# What is being asked
Rescale the lines below by writing all of them out again, request included, with every coordinate in the answers multiplied by 1.45 and rounded to a whole number (halves round up).

Records from a point annotation dataset
===
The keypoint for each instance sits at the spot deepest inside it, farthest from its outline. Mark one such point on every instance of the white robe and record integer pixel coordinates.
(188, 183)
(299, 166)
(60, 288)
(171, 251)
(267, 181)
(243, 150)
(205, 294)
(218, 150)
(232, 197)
===
# Correct output
The keypoint for each instance sits at the spot deepest inside it, farthest from its outline. Mark one such point on every instance of the white robe and record integer pixel coordinates.
(273, 265)
(434, 241)
(87, 418)
(248, 364)
(387, 262)
(352, 218)
(297, 426)
(316, 218)
(336, 286)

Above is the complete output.